→ **REQUIRED WORK**
Copy every one of the lines below word for word, without changing anything.

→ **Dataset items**
++++++++++++++++++++

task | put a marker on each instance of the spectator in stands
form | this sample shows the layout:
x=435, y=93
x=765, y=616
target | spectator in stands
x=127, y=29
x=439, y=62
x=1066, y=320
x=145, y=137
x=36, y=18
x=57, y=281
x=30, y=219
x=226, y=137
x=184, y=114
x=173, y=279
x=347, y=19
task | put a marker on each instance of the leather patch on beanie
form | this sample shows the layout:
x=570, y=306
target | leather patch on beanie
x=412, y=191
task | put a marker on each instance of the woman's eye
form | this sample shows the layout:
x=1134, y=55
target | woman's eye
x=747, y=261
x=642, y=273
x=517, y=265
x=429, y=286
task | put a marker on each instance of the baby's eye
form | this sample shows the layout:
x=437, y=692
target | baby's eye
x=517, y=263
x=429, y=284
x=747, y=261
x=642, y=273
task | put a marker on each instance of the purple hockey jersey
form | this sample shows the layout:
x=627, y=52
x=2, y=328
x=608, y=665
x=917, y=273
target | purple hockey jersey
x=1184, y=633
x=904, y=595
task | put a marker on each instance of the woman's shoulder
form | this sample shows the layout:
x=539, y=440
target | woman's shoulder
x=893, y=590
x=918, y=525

++++++++++++++++++++

→ **RESULT OF THE TASK**
task | put a marker on each instance of the spectator in stands
form | this sample shows the layout:
x=435, y=93
x=765, y=616
target | spectator in stands
x=127, y=29
x=439, y=62
x=1066, y=320
x=145, y=137
x=36, y=18
x=57, y=281
x=30, y=219
x=226, y=137
x=184, y=114
x=173, y=279
x=347, y=19
task | put a marker on each instance of the leather patch on beanie
form | this sample shows the layout:
x=570, y=306
target | leather patch on beanie
x=412, y=191
task | put a marker on each instance of the woman's eye
form | this sample shows the layout:
x=1134, y=55
target | woman's eye
x=747, y=261
x=642, y=273
x=517, y=265
x=429, y=286
task | put a marker on each instance of the baby's eye
form | this sample shows the layout:
x=437, y=692
target | baby's eye
x=517, y=263
x=429, y=284
x=747, y=261
x=642, y=273
task | put a marker on each instance of the purple hockey jersey
form | this sample shows the layout:
x=627, y=52
x=2, y=328
x=608, y=665
x=917, y=273
target | purple hockey jersey
x=1184, y=633
x=904, y=595
task | put a marker on each instance of the woman's shoulder
form | this sample shows the layout:
x=539, y=440
target | woman's shoulder
x=893, y=590
x=918, y=525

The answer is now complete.